• [Given problem]: Start at the line containing "FIND: gabled roof" and transcribe every line exactly through the end of the records below, and only those lines.

• [Position identification records]:

* * *

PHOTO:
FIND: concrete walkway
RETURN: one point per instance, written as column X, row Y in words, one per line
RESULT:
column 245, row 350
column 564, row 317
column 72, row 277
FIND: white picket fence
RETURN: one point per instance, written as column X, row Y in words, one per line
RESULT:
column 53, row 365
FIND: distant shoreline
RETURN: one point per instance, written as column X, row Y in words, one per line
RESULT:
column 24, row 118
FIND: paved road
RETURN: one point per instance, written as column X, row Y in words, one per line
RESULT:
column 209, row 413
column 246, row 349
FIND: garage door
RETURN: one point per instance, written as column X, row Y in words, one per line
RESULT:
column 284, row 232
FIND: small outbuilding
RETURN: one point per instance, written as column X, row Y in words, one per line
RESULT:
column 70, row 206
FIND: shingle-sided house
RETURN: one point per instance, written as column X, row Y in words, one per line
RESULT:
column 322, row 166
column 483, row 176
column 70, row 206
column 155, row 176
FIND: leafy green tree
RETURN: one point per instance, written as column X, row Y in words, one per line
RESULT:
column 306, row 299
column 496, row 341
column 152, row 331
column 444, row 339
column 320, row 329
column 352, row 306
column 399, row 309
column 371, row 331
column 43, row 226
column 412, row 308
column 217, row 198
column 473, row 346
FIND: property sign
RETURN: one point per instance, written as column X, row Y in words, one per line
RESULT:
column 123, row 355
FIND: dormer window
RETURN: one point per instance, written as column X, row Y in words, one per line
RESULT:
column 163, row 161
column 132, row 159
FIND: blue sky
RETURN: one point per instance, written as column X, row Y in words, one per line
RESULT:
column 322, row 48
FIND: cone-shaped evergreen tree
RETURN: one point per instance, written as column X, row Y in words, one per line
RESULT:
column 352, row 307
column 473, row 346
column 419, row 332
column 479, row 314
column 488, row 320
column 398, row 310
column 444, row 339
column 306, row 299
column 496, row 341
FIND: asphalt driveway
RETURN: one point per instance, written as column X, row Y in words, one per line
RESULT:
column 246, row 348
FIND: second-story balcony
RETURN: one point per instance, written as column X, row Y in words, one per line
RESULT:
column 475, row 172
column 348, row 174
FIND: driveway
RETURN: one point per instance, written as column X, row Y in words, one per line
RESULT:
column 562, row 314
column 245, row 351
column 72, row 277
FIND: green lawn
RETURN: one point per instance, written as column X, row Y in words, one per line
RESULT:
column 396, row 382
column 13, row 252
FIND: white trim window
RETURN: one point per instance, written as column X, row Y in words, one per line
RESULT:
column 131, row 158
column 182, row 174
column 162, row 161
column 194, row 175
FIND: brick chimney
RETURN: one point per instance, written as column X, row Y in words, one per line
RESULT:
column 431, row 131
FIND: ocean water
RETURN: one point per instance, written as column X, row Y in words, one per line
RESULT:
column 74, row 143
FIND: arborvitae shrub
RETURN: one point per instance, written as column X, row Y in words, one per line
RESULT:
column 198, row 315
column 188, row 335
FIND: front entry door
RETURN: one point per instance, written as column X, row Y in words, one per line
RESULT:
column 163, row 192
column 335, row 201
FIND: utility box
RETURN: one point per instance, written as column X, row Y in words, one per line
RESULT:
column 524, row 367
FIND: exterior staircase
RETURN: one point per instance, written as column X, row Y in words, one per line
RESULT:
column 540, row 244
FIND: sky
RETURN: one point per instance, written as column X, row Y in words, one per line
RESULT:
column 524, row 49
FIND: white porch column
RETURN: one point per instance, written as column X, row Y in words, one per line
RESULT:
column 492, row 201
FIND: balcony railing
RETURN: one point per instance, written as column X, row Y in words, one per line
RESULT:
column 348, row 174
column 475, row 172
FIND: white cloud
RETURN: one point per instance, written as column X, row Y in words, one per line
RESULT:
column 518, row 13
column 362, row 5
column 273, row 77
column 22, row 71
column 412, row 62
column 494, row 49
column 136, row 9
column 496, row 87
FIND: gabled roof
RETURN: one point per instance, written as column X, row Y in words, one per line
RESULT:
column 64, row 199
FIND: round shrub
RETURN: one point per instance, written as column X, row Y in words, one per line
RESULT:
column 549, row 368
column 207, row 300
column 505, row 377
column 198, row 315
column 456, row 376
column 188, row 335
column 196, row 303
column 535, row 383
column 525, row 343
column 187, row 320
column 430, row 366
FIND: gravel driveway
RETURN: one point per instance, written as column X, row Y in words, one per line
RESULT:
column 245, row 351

* * *

• [The output]:
FIND: gabled roof
RETURN: one point per instance, written as column X, row Y in words, one per line
RESULT:
column 64, row 199
FIND: round shrub
RETURN: one point per instance, written as column X, row Y in words, one per line
RESULT:
column 549, row 368
column 207, row 300
column 505, row 377
column 198, row 315
column 456, row 376
column 188, row 335
column 196, row 303
column 535, row 383
column 525, row 343
column 187, row 320
column 430, row 366
FIND: gravel driveway
RETURN: one point per instance, written as column X, row Y in words, one per line
RESULT:
column 245, row 351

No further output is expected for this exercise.